**WORK ORDER**
Start at the line in the entries below that contains "[ ] a point on the microwave handle, one", stop at the line that contains "[ ] a point on the white wall, one", and output exactly the lines in that span, both ends included.

**EXTRACTED DATA**
++++++++++

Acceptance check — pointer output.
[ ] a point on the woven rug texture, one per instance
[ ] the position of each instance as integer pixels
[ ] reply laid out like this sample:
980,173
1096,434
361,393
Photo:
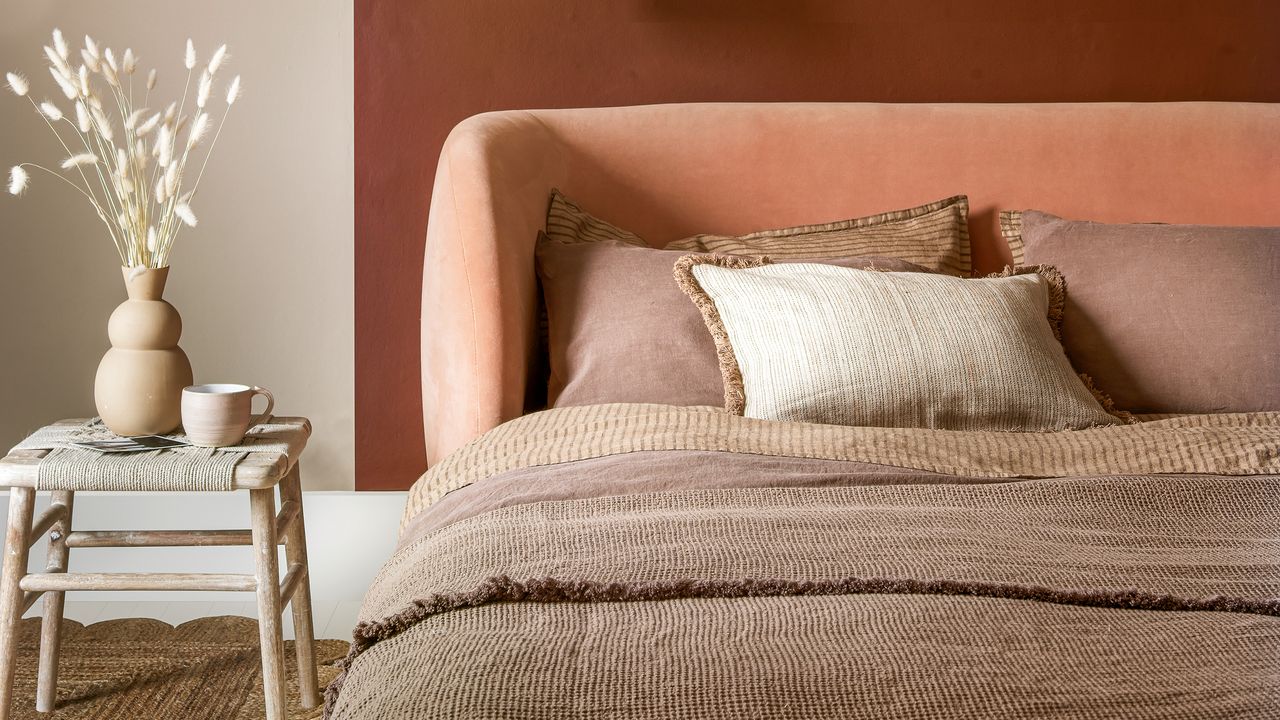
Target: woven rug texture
137,669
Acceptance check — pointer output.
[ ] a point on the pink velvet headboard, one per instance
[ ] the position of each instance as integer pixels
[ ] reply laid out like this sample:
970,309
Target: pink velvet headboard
671,171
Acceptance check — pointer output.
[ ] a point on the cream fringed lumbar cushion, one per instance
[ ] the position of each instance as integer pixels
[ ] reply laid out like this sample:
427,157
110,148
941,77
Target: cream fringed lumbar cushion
818,343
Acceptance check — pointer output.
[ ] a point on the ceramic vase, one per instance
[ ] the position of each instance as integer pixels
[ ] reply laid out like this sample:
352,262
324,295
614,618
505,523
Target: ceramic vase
140,379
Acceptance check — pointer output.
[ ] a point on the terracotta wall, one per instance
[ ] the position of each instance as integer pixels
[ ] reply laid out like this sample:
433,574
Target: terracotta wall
421,65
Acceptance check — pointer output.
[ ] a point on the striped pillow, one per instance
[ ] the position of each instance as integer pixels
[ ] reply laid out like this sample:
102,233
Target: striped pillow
933,236
819,343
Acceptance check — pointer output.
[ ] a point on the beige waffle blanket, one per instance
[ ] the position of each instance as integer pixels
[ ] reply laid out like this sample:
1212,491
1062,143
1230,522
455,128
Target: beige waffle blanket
640,561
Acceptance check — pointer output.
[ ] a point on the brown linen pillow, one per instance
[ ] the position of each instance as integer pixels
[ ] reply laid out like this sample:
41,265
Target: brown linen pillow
1165,318
620,329
933,236
814,343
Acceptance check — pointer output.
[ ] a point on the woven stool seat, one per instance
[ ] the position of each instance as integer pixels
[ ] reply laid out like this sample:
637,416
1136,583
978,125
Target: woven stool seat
49,460
265,463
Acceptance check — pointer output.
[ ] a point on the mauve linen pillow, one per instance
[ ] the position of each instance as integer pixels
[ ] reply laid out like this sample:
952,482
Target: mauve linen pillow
621,331
1165,318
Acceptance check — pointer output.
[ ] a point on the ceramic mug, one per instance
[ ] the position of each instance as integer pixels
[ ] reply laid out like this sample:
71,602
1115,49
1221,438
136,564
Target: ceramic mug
218,415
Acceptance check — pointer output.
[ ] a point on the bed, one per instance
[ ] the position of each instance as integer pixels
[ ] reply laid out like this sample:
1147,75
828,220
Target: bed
658,560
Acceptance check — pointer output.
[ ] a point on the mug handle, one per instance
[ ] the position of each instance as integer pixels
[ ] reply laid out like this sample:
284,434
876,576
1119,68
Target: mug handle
270,405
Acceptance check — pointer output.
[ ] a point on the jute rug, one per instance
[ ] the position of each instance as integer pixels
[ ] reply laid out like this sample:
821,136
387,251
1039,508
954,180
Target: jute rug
138,669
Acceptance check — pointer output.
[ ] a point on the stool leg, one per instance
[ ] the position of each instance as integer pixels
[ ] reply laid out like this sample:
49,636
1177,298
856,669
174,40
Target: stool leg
51,623
17,537
304,633
263,511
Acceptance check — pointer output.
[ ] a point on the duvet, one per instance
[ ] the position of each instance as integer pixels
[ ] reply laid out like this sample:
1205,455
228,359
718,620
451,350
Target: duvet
654,561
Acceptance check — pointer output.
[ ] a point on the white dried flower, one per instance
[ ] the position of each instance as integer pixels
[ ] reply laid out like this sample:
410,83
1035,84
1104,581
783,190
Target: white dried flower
150,124
164,146
17,180
184,214
170,180
77,160
197,130
216,60
132,121
82,119
60,44
17,83
50,110
103,124
69,90
206,86
92,60
56,60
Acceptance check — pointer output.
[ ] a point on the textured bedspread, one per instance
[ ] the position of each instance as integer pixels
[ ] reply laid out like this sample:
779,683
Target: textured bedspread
641,561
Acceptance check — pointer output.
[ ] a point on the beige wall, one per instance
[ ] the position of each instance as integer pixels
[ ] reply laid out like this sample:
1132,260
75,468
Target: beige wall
264,283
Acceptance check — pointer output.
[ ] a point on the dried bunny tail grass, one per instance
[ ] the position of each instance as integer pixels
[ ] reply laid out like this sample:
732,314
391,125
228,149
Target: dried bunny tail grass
77,160
150,124
164,146
103,124
110,74
50,110
82,119
17,83
184,214
170,180
18,180
197,130
69,90
92,60
56,60
60,44
216,60
206,86
132,121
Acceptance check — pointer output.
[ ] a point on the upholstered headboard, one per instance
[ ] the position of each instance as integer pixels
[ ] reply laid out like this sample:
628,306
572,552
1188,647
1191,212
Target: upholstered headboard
672,171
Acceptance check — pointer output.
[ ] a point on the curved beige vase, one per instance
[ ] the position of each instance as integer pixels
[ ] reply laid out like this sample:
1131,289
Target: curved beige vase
140,381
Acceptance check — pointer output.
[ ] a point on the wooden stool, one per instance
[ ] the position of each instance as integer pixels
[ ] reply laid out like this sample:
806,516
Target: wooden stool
259,473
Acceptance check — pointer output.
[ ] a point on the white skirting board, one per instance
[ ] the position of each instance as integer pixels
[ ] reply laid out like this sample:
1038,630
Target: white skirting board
350,534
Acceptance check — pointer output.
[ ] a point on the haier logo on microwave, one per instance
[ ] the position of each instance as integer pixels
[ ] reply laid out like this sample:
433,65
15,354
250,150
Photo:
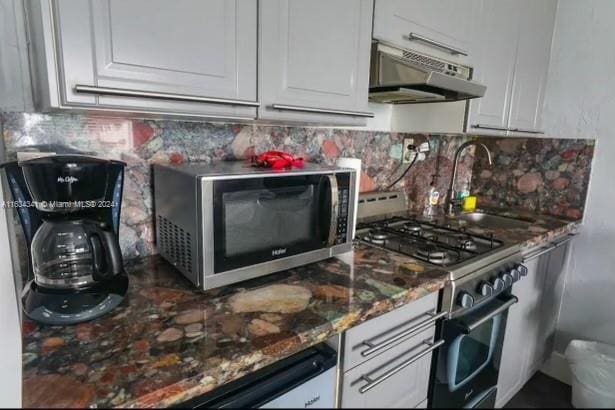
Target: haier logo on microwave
311,402
67,180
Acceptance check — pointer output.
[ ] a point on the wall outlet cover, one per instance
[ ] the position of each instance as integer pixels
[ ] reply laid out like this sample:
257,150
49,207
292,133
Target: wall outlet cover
409,151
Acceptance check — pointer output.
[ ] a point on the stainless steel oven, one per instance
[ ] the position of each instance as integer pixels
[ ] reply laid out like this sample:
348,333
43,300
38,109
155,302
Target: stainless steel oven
227,222
467,365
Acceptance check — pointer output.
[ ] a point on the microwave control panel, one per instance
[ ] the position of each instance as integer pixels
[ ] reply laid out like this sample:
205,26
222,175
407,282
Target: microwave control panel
342,220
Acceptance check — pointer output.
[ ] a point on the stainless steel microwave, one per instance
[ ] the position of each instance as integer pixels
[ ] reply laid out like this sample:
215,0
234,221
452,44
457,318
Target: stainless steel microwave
226,222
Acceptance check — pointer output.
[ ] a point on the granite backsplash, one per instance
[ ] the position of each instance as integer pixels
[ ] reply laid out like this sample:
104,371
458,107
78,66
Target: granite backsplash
544,175
524,174
141,143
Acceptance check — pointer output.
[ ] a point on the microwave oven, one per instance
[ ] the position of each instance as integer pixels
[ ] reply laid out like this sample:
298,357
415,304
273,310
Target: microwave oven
226,222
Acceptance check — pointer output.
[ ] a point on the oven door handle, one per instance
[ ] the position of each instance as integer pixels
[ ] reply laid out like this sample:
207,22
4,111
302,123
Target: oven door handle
467,328
334,209
371,383
432,318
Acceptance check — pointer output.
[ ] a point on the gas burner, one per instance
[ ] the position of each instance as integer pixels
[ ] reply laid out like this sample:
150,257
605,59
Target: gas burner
466,243
438,244
378,236
412,227
435,255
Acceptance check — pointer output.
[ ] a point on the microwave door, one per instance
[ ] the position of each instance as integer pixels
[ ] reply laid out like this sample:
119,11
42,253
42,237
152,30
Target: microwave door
258,220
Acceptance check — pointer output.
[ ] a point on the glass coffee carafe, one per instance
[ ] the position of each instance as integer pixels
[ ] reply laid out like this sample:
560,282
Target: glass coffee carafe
72,230
74,254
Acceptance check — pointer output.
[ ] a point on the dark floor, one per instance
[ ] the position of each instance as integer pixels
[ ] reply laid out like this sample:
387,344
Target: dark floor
542,392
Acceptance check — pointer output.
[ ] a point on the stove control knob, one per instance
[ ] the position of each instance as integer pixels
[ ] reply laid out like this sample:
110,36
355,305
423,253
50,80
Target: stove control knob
486,289
522,269
465,300
498,285
507,279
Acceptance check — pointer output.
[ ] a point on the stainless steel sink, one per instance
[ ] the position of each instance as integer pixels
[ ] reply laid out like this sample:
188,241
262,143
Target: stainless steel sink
489,221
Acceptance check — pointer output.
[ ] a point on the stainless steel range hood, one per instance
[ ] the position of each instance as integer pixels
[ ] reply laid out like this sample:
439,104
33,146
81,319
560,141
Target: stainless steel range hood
399,76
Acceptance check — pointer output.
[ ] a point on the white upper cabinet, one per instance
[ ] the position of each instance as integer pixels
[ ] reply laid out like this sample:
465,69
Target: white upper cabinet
533,52
494,63
184,57
531,323
513,44
442,28
314,60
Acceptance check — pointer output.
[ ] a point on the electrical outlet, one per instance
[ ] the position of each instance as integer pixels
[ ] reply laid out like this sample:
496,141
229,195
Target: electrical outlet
408,150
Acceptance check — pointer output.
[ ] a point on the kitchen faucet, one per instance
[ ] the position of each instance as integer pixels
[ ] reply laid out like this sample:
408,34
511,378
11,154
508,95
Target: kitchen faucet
450,196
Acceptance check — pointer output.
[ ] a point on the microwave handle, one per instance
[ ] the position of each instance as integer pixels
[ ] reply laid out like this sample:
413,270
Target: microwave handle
334,209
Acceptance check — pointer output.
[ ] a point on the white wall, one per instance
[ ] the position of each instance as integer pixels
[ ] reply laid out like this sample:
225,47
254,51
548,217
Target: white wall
10,333
580,103
15,90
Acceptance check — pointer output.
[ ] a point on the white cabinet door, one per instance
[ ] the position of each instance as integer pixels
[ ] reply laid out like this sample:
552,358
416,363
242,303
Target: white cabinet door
494,63
522,329
181,48
420,24
537,20
314,55
530,329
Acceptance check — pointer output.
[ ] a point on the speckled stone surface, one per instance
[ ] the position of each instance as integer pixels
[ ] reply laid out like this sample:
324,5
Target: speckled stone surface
543,229
542,175
169,342
141,143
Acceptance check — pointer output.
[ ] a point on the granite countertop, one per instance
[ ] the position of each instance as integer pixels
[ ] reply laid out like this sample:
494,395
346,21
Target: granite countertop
169,342
543,228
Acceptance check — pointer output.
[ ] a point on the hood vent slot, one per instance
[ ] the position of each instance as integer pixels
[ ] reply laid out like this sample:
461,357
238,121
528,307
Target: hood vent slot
399,76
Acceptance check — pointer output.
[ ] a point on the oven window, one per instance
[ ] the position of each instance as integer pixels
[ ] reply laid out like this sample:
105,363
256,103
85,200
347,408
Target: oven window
275,218
471,353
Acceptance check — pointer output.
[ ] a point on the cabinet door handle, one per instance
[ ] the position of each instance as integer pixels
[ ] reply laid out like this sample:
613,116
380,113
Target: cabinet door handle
371,383
124,92
436,44
373,348
489,127
527,130
321,110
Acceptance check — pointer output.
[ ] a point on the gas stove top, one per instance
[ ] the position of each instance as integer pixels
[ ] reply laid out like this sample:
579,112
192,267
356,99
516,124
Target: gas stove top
441,245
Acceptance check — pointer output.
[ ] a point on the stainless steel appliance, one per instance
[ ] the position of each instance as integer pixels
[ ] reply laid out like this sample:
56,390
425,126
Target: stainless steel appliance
401,76
69,208
227,222
304,380
482,270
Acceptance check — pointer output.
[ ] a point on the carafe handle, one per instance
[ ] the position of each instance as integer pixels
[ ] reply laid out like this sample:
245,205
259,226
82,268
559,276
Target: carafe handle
106,252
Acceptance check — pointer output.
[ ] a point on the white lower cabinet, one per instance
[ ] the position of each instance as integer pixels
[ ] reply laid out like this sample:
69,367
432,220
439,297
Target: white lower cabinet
531,323
388,359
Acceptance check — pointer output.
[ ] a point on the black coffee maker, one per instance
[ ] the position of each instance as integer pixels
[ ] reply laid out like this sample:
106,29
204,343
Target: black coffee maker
69,208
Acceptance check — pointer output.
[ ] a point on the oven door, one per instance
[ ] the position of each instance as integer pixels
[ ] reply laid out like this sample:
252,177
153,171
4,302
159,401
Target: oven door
468,364
262,219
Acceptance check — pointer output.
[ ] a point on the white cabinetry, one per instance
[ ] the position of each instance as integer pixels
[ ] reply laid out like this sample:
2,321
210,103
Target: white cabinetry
314,60
512,50
387,360
191,57
533,53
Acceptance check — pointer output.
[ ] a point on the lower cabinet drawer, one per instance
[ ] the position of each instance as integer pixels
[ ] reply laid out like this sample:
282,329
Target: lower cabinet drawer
384,332
397,378
422,405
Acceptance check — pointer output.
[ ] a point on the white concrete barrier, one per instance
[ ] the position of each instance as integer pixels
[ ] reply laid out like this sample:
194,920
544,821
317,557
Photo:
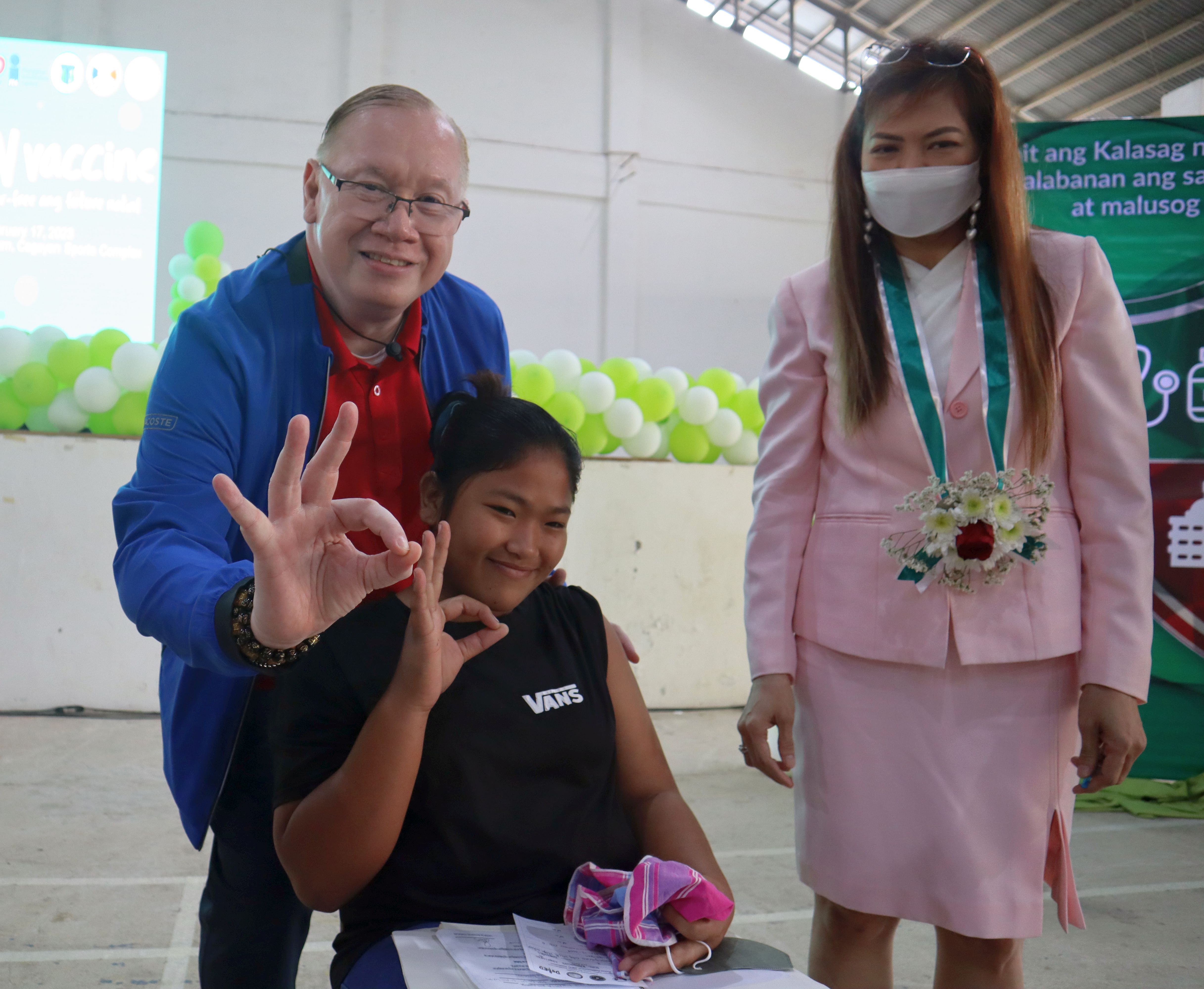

++++++++++

**RESPONSE FOR THIS EXERCISE**
[ ] a point on the microwave handle, one per instance
[ ] the position of each instance as integer pixels
[ ] reply laid out like this sample:
413,270
Target: microwave handle
334,209
Acceptance check — pointer output.
[ ] a point on the white wall, one per instance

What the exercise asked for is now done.